EXTRAIT CHOISI →
.....
Je lui répondis qu’il ne me semblait guère mériter ce reproche. Elle n’insista point et reprit aussitôt :

— Aidez-moi, je vous en supplie, à sortir de tout cela. Elle me lut alors ce qu’elle voulait soumettre au Roi. J’improuvai plusieurs choses. Son Altesse Royale en vint ensuite à son idée pour Vienne. Je lui répétai ce que j’avais déjà dit à Saint-Priest et j’ajoutai que j’en parlerais au prince de Metternich.

— Oh ! s’écria Madame vivement, c’est mon ennemi, il rendra la chose impossible.

Je tachai de combattre cette prévention et ce projet auquel la Duchesse de Berry ne voulait pas renoncer.

— Vous me devez bien cela, me répétait-elle.
.....
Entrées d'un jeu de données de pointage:
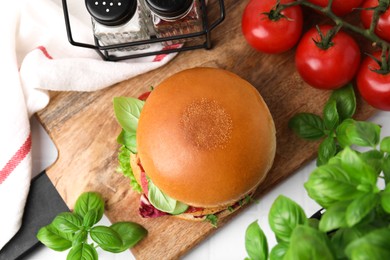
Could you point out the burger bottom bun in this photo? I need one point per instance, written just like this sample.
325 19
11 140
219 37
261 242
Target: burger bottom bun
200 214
.....
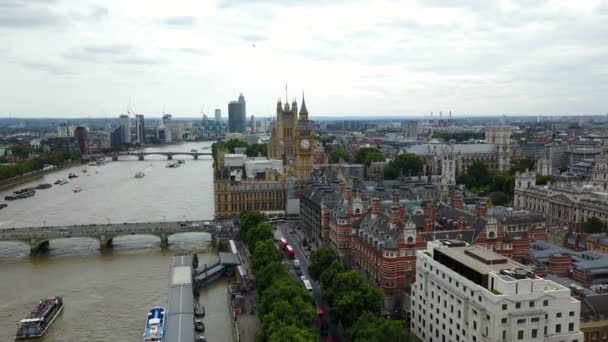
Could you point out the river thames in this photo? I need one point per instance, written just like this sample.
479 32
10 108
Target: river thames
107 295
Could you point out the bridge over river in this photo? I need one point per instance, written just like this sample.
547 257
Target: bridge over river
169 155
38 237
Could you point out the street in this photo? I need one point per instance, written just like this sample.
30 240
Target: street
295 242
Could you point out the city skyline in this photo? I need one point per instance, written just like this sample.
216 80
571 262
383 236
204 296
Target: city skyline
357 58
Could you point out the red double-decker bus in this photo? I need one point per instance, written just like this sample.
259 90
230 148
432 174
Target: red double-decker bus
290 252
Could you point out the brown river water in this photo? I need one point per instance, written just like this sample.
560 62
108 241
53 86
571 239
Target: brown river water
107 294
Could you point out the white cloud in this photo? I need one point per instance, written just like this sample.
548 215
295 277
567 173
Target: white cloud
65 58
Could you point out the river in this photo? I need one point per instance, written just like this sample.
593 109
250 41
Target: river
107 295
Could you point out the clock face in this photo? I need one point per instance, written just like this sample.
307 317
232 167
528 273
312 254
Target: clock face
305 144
.....
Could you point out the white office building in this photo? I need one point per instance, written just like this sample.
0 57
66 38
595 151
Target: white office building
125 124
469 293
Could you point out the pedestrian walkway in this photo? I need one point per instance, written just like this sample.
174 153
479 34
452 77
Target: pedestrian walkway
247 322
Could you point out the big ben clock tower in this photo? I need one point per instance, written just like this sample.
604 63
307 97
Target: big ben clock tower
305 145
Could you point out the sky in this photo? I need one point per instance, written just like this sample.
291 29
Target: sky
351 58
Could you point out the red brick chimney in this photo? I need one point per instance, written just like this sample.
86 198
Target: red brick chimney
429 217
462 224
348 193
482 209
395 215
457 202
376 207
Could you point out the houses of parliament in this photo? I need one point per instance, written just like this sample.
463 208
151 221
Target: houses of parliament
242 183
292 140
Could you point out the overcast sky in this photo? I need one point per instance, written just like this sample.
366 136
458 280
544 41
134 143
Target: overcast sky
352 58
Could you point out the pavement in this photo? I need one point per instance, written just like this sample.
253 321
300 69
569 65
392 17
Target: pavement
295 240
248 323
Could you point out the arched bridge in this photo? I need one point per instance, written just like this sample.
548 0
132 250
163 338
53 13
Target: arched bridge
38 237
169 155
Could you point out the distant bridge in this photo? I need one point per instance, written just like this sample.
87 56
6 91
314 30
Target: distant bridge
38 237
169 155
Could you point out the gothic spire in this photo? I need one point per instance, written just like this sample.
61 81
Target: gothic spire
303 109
.....
TRAVAIL DEMANDÉ →
**1)** Recopiez tout le passage de l'extrait sur la duchesse de Berry, de « Je lui répondis » jusqu'à « voulait pas renoncer. ».
**2)** Les affirmations suivantes concordent-elles avec l'extrait sur la duchesse de Berry ? Répondez par oui ou par non, et citez à l'identique les mots de l'extrait qui tranchent. (a) La duchesse lit ce qu'elle souhaite soumettre au Roi. (b) La duchesse voit dans le prince de Metternich un allié. (c) Aucune des choses lues par la duchesse n'est désapprouvée.

LISTE DES RÉPONSES →
**1)**
Je lui répondis qu’il ne me semblait guère mériter ce reproche. Elle n’insista point et reprit aussitôt :

— Aidez-moi, je vous en supplie, à sortir de tout cela. Elle me lut alors ce qu’elle voulait soumettre au Roi. J’improuvai plusieurs choses. Son Altesse Royale en vint ensuite à son idée pour Vienne. Je lui répétai ce que j’avais déjà dit à Saint-Priest et j’ajoutai que j’en parlerais au prince de Metternich.

— Oh ! s’écria Madame vivement, c’est mon ennemi, il rendra la chose impossible.

Je tachai de combattre cette prévention et ce projet auquel la Duchesse de Berry ne voulait pas renoncer.

**2)**
(a) Oui : « Elle me lut alors ce qu’elle voulait soumettre au Roi. »
(b) Non : « c’est mon ennemi, il rendra la chose impossible. »
(c) Non : « J’improuvai plusieurs choses. »